## [Texto proporcionado]
****
La Siria de aquellos años era un país donde se podía convivir pacíficamente. Sor Marta y sus hermanas buscaron un terreno donde construir su monasterio y se presentaron varias posibilidades. Luego llegó la indicación de aquella colina, en el centro de Siria. Un lugar muy hermoso, sencillo y nada turístico. Cerca había dos pueblos maronitas, pero la componente musulmana, chiíta y sunita, era muy fuerte. Las monjas se mudaron en 2010. Tres meses después, estalló la guerra. «Si nos hubiéramos quedado en Alepo, probablemente, nuestros superiores nos habrían pedido que regresáramos».
En un video amateur, grabado en primavera para los amigos de Florencia, se ve la colina, el mar a lo lejos, las flores, los obreros. Se ve a las monjas (cinco, entre tanto se ha sumado otra) recogiendo olivas y luego la liturgia en árabe. Pero en un cierto punto se oye, de fondo, el ruido de los disparos. Es la guerra. Falta de todo, hay necesidades concretas… «Nunca lo olvidamos, por eso ayudamos también a algunas familias de Alepo», dice sor Marta: «Pero la ayuda material no basta. Sobre todo entre los jóvenes, existe el deseo de algo más profundo. Esta situación tan dramática pone al descubierto la pregunta sobre el sentido que tiene quedarse, sobre las motivaciones profundas del vivir».
Un día fue a verlas un chico que conocieron en Alepo. Sor Marta le dijo: «Estará siendo duro para vosotros». A lo que él respondió, sonriendo: «En realidad, ahora estamos empezando a entender realmente qué significa vivir como cristianos». Ella llevó consigo estas palabras a la capilla y ante el altar se convirtieron en oración: «Señor, que esta situación tan dolorosa y absurda sea una ocasión para buscar la verdad en la relación contigo. Para todos, cristianos y musulmanes». A partir de aquí se podía empezar a construir.

Una respuesta más profunda. Otro joven de Alepo, con un amigo, pidió a las monjas poder ir a visitarlas con un grupo de jefes scout para que les ayudaran en su formación espiritual. «Viven en una ciudad devastada. Cuando salen de casa no saben si volverán. Pero tienen este deseo de crecer espiritualmente. Por eso decimos que no basta con llevar agua y comida (que en todo caso es algo importantísimo y prioritario). Es la profundidad de una vida, su dignidad, lo que también hay que alimentar».
Un joven de Damasco, cuyo padre murió víctima de un francotirador, dentro de esta crisis empezó a intuir la necesidad de una respuesta más profunda para su vida. De ahí la búsqueda de una dirección espiritual. «Todavía tenemos ciertos problemas con el idioma, pero normalmente nos manejamos con el inglés. Y sobre todo, con el corazón. Con eso se comunica siempre».
****
## [Datos]
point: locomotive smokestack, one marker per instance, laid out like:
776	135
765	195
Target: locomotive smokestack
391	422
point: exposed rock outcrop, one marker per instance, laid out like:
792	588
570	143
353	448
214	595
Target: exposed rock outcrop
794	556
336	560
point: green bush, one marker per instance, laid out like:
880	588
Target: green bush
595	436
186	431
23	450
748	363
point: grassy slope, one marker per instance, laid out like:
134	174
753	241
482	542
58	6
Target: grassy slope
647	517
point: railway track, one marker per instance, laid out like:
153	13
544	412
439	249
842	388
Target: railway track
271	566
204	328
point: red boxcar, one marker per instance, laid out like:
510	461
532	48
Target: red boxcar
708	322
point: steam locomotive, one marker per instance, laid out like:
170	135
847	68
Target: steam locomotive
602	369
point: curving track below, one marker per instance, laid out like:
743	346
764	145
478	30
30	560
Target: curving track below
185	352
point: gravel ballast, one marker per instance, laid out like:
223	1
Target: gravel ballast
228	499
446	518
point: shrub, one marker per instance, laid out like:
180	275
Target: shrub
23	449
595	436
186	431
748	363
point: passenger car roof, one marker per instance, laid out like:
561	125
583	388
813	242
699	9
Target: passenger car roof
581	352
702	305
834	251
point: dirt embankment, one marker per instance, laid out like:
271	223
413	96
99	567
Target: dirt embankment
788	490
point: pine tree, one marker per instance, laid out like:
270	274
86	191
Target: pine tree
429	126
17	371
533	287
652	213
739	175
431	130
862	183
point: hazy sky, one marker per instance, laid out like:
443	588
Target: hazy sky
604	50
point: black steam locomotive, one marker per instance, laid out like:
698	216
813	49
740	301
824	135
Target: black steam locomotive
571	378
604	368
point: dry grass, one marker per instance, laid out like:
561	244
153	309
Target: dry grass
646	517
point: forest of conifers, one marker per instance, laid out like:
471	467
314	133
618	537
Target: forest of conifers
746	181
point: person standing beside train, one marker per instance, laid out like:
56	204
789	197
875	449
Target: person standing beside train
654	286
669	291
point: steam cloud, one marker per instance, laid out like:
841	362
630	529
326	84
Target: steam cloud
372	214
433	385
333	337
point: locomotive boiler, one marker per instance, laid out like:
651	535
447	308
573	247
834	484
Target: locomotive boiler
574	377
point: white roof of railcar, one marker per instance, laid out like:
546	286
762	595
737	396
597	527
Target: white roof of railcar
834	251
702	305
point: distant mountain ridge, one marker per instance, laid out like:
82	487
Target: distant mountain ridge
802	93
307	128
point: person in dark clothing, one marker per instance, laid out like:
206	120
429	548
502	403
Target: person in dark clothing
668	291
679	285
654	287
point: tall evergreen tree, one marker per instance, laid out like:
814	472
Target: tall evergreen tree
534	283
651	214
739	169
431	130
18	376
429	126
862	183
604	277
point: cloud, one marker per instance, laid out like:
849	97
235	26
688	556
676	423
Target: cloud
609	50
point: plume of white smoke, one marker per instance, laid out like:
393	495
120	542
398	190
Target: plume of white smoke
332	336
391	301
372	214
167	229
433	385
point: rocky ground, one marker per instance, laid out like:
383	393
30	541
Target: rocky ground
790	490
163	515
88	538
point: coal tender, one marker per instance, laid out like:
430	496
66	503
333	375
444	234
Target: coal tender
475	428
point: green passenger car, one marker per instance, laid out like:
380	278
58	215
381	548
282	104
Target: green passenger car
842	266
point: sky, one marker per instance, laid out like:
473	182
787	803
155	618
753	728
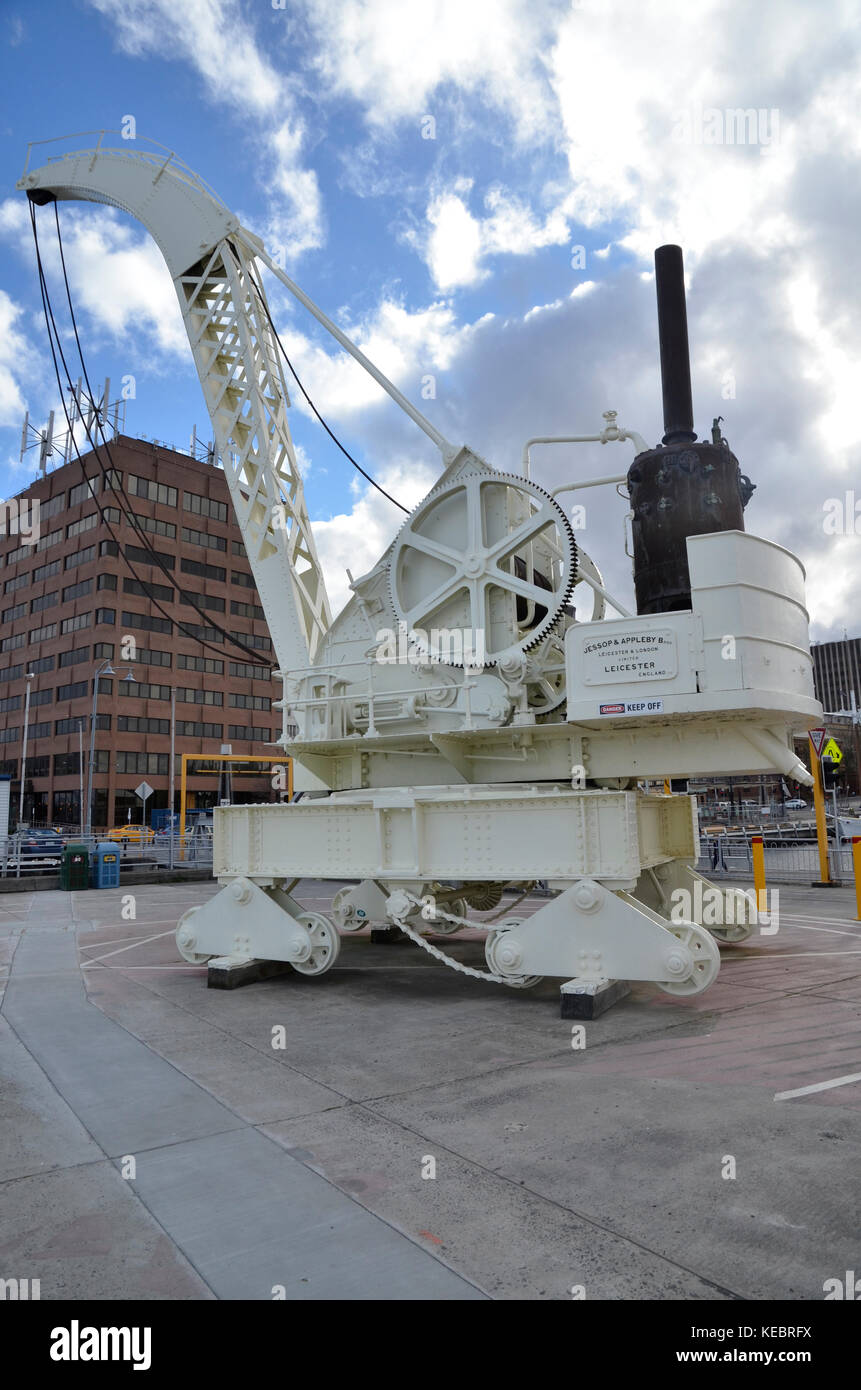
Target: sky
473	191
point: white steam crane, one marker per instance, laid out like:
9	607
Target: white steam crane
462	726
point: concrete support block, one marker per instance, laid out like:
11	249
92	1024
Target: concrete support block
228	973
590	998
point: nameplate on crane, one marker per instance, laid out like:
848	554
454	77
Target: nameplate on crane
629	655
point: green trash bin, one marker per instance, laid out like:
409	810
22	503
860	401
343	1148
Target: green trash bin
74	868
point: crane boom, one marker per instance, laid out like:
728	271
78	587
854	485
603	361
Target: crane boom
227	320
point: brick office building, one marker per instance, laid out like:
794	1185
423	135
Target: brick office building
70	601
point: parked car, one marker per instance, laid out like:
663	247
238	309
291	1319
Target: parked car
42	844
131	834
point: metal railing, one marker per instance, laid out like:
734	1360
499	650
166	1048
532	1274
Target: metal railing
20	859
789	856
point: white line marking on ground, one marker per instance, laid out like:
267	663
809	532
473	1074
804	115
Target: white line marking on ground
787	955
819	1086
801	916
142	943
835	931
178	966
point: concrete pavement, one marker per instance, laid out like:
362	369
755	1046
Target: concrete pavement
306	1166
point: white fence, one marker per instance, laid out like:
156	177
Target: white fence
21	858
787	856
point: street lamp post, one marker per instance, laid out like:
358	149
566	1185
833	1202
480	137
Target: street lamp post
29	680
173	773
106	669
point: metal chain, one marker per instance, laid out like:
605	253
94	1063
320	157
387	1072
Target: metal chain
441	955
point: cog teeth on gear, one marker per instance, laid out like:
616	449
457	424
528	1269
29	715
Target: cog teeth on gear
555	601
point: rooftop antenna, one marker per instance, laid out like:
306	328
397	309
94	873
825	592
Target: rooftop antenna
46	445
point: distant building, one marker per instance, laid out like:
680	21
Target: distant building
70	601
838	674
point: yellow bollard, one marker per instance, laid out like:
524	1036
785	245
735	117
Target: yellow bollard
819	812
758	855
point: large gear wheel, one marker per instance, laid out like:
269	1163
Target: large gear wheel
481	569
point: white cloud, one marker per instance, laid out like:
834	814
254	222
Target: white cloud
397	60
216	39
117	275
405	346
18	363
355	540
456	243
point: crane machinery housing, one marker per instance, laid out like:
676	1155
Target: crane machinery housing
481	712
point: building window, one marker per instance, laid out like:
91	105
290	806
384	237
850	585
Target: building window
148	624
74	691
251	640
249	702
152	524
84	524
77	591
46	601
67	765
153	558
70	726
84	491
141	690
148	488
205	571
246	610
198	630
191	697
75	656
210	542
46	571
249	733
82	556
149	591
251	673
206	601
137	724
52	508
142	763
152	658
200	663
75	624
189	729
205	506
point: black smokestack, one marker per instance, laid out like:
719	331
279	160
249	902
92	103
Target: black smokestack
675	356
682	487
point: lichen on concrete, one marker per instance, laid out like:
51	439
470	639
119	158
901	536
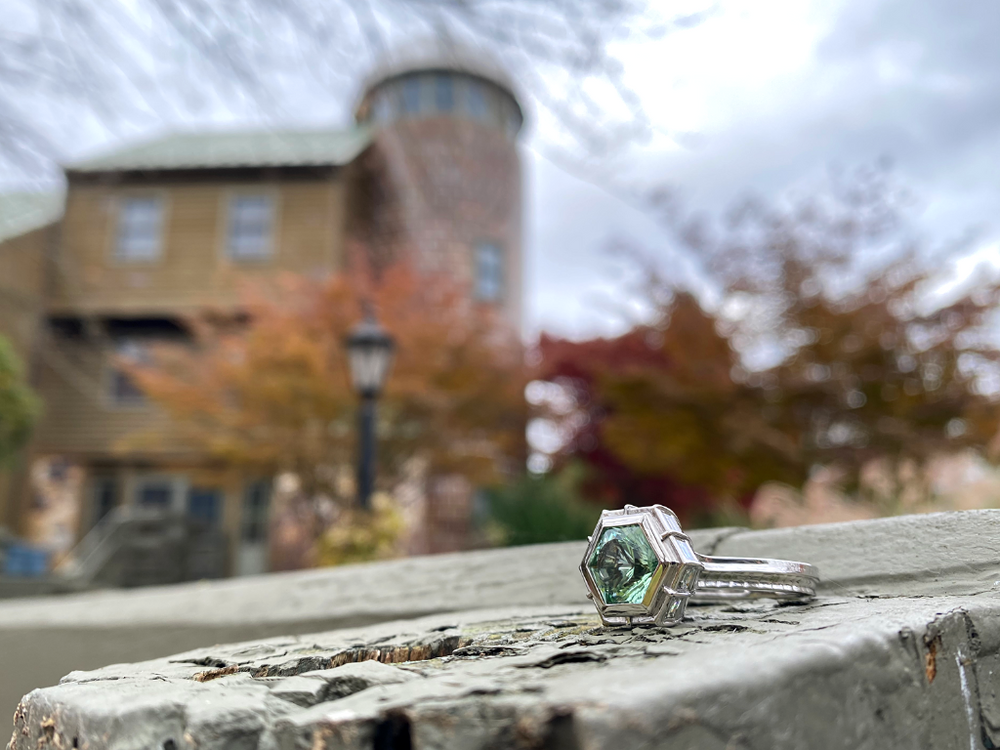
****
## [Tareas]
[1] Determine si cada afirmación concuerda con el texto sobre las monjas en Siria. Responda sí o no y cite textualmente las palabras que lo deciden.
(a) Las monjas se instalaron en la colina en 2010.
(b) Cerca de la colina había tres pueblos maronitas.
(c) En el video amateur, la liturgia se celebra en inglés.
[2] Responda, según el texto sobre las monjas en Siria:
(a) ¿Cuánto tiempo después de la mudanza de las monjas estalló la guerra?
(b) ¿Cómo murió el padre del joven de Damasco?
(c) ¿Con qué idioma se manejan normalmente las monjas y el joven de Damasco?

## [Respuestas]
[1]
(a) Sí: «Las monjas se mudaron en 2010».
(b) No: «Cerca había dos pueblos maronitas».
(c) No: «luego la liturgia en árabe».

[2]
(a) Tres meses después.
(b) Víctima de un francotirador.
(c) Con el inglés.